[begin Record set]

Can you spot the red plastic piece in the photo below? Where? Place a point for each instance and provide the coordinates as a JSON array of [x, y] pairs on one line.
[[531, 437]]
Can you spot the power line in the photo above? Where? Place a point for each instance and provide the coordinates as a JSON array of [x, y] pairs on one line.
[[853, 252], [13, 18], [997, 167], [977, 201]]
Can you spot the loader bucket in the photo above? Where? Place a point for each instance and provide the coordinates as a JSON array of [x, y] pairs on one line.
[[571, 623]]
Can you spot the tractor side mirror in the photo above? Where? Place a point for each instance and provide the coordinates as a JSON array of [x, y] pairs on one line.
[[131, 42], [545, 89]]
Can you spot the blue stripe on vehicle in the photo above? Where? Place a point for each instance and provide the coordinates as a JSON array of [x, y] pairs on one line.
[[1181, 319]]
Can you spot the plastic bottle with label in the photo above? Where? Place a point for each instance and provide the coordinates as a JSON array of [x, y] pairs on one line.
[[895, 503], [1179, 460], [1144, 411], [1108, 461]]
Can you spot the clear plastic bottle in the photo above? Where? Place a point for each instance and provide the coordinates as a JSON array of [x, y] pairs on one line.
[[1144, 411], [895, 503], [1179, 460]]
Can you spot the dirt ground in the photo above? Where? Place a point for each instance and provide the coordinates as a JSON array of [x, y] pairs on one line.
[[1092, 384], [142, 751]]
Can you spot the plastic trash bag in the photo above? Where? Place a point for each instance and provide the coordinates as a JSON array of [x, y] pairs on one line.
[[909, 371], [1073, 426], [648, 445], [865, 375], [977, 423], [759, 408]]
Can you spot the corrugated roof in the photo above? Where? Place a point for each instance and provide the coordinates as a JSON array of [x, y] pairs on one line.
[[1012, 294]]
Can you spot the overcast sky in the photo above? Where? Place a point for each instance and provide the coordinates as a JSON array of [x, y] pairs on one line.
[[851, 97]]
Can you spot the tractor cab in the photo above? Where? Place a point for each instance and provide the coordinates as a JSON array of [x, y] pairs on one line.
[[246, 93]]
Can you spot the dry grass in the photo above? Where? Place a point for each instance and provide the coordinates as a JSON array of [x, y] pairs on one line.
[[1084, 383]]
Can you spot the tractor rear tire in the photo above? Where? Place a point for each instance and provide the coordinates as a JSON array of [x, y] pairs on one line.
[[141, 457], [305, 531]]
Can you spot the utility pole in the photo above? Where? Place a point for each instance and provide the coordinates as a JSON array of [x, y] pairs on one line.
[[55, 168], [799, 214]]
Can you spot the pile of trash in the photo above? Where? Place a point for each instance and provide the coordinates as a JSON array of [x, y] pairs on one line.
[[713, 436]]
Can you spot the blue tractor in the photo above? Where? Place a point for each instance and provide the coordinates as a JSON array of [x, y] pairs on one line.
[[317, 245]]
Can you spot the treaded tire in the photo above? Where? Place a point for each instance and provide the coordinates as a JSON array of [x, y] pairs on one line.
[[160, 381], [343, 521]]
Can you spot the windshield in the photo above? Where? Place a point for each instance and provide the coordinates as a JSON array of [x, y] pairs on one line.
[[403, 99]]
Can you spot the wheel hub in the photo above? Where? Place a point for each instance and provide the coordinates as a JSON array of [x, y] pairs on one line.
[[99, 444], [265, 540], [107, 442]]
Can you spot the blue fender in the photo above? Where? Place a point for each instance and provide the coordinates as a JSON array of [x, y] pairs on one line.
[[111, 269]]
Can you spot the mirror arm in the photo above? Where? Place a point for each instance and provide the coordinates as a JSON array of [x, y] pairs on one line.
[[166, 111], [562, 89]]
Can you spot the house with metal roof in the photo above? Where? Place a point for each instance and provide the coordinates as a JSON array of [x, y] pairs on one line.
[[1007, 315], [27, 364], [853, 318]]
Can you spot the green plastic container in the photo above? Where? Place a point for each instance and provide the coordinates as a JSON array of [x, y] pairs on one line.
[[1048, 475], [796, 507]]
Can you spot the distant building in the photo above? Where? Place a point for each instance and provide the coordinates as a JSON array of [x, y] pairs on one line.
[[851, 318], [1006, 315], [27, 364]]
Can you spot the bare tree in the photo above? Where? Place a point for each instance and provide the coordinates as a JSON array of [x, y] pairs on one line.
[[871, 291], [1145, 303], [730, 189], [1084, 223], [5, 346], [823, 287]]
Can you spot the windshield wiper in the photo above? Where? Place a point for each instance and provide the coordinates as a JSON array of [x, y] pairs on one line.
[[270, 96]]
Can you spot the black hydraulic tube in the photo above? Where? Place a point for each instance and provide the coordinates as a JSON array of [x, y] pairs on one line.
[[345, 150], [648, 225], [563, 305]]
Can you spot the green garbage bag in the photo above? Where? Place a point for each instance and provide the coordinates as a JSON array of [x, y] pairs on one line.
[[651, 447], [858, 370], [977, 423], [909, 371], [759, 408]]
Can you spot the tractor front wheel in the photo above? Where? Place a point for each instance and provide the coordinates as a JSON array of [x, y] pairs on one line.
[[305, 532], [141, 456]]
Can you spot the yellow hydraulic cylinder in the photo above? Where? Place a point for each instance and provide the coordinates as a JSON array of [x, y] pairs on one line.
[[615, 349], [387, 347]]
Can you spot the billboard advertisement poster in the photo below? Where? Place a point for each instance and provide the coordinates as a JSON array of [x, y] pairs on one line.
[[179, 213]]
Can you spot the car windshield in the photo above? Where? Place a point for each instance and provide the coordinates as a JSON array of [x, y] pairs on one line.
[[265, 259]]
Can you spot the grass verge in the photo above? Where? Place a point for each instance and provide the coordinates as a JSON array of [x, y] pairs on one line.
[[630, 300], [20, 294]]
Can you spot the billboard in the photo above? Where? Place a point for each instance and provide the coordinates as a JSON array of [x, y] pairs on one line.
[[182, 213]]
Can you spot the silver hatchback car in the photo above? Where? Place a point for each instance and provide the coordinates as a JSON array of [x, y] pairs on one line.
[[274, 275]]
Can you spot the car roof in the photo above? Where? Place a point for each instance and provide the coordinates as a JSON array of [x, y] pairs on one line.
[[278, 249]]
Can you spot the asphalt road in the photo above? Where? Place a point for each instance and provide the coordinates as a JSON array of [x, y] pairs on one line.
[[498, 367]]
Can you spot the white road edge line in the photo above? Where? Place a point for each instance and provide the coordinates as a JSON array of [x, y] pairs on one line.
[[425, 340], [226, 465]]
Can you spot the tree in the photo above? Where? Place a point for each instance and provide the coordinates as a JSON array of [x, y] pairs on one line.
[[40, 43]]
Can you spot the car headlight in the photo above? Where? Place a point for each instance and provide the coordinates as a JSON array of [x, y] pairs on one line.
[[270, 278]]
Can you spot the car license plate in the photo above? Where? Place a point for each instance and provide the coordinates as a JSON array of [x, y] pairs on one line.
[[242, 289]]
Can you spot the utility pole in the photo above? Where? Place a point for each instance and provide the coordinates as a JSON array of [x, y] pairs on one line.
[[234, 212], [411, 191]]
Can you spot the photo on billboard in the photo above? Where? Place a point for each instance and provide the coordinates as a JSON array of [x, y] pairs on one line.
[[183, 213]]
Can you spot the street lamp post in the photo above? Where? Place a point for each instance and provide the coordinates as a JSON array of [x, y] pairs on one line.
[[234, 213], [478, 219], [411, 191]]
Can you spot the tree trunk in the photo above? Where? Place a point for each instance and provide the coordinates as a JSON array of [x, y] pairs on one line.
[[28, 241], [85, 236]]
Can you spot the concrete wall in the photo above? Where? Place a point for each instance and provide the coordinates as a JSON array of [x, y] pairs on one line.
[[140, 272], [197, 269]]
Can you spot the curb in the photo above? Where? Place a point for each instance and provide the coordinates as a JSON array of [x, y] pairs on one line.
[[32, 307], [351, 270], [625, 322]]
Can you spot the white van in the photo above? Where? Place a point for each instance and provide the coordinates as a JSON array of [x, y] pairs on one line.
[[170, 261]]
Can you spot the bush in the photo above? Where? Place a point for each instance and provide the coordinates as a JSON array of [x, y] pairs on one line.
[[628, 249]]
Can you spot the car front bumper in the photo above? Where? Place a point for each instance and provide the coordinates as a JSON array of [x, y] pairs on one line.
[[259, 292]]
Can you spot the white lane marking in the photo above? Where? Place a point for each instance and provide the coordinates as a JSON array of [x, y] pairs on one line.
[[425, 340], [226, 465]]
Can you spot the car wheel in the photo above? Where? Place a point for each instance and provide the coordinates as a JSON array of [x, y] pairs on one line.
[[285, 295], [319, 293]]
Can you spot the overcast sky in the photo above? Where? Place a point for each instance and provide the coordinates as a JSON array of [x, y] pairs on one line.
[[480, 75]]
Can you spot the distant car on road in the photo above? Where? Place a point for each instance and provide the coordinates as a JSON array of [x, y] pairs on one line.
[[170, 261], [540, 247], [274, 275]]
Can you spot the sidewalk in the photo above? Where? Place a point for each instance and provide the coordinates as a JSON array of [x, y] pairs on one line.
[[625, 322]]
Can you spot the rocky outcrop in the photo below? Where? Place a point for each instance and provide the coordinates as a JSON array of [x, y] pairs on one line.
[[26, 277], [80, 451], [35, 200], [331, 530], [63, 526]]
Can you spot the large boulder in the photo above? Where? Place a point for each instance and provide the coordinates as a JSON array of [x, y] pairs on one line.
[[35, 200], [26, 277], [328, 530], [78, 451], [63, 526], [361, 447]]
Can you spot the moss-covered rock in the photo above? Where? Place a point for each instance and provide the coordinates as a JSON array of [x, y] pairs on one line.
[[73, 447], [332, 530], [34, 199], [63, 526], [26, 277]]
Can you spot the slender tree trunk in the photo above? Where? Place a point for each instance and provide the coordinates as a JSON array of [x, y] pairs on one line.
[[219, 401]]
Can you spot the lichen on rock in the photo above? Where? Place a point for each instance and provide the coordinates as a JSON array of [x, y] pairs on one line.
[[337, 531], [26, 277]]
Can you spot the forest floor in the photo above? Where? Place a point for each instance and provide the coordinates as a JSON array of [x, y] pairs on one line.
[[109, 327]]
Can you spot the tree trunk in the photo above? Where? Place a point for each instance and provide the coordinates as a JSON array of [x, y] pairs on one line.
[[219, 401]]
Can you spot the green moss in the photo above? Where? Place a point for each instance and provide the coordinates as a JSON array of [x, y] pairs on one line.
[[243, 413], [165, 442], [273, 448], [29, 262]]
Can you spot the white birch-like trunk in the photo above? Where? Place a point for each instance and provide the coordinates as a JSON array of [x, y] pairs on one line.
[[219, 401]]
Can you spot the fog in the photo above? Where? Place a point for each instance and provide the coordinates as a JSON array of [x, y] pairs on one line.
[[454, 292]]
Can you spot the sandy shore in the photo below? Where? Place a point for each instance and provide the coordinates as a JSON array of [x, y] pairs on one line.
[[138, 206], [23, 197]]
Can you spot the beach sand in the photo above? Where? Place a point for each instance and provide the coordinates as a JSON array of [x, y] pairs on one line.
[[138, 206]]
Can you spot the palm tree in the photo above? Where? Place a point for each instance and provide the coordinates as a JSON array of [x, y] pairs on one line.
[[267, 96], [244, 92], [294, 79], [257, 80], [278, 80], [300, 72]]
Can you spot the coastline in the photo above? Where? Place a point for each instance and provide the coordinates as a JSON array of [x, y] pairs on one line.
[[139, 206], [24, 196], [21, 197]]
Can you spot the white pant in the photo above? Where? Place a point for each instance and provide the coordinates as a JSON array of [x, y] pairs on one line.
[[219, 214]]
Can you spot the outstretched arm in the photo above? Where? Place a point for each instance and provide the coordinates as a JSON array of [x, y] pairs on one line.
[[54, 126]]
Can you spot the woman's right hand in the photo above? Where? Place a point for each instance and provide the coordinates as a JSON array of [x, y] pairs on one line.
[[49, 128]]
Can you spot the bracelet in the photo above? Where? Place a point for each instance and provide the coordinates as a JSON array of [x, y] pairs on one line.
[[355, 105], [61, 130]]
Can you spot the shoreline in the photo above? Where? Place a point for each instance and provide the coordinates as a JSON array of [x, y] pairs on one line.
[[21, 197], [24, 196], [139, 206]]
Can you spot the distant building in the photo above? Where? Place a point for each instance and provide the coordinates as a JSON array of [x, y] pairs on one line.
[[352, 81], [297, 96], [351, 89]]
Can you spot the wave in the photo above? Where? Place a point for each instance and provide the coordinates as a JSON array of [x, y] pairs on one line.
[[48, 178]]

[end Record set]

▶ _Work to complete_: Reproduce the items above, starting at the line that contains "Can you spot the street" and stopping after the line that contains "[[234, 213], [478, 219], [411, 191]]". Keep each request as it stands, and shift every coordinate in the answers by adding 149 to both numbers of each pair.

▶ _Final answer_:
Can you spot the street lamp post in the photo above? Where? Place a point for each instance and provide the coordinates as a JSON array of [x, y] pairs on one line.
[[383, 362], [627, 368], [560, 340]]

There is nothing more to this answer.